ARBEITSAUFTRAG: Zeige jede Zeile des Materials, in der die Zeichenfolge „instance“ vorkommt. Dabei ist auf Groß- und Kleinschreibung zu achten.
══════
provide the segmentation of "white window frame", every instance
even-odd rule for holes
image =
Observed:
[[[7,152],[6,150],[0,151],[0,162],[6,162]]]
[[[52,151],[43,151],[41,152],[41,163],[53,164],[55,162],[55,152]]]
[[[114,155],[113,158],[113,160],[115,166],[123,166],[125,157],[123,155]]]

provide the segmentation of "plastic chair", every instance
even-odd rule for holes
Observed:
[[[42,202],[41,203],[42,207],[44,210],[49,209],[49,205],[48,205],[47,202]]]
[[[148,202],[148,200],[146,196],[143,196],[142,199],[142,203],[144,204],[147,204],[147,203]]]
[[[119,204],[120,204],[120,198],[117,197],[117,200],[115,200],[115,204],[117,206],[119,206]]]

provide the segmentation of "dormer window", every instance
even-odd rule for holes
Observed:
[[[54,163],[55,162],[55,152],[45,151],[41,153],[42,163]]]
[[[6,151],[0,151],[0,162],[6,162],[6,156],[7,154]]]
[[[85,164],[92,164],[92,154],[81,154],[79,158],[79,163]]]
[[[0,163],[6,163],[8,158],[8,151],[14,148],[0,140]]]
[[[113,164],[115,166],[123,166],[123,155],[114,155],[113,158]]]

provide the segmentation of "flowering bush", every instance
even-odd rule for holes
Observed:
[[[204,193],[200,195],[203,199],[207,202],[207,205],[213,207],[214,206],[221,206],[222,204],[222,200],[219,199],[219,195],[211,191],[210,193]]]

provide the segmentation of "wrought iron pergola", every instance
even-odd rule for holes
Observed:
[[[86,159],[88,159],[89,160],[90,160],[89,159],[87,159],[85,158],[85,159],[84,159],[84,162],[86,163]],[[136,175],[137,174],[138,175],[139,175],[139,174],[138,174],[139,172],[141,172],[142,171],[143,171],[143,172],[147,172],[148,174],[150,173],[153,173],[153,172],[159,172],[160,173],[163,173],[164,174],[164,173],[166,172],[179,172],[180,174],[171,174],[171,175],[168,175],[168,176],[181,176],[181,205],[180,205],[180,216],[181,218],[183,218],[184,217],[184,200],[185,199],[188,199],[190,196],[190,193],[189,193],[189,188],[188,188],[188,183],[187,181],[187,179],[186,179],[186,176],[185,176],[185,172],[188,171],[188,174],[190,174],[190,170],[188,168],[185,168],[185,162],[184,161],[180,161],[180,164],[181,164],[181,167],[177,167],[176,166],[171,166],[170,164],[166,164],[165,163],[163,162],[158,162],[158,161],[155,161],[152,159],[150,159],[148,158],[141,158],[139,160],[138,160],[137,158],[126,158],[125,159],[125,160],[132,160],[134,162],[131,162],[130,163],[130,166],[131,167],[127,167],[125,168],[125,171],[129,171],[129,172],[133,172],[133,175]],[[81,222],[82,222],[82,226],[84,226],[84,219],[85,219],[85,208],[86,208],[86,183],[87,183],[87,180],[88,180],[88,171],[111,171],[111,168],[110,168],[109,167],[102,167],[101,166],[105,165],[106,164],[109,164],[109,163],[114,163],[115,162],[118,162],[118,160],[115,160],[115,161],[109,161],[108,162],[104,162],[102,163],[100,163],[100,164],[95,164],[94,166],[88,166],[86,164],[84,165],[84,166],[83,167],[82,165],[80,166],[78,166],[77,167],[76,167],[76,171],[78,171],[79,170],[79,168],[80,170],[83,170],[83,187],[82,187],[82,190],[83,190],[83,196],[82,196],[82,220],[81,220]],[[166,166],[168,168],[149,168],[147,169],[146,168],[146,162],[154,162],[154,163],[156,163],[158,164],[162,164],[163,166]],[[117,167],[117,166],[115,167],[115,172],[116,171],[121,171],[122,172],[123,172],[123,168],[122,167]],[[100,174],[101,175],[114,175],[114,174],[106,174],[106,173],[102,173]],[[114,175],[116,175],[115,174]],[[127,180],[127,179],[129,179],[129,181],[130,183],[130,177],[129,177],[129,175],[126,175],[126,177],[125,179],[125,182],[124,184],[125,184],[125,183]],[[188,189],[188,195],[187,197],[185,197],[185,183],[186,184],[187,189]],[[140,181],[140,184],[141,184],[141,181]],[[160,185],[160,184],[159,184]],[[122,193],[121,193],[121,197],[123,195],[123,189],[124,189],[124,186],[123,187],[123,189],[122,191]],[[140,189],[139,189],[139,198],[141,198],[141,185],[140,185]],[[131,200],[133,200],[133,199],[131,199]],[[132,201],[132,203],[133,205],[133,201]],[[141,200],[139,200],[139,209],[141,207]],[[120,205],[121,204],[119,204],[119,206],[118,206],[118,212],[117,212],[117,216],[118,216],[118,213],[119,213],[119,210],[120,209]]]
══════
FERTIGE LÖSUNG:
provide the segmentation of "white window frame", every instance
provide the segmentation of "plastic chair", every instance
provide the segmentation of "dormer window", every instance
provide the segmentation of "flowering bush", every instance
provide the segmentation of "wrought iron pergola", every instance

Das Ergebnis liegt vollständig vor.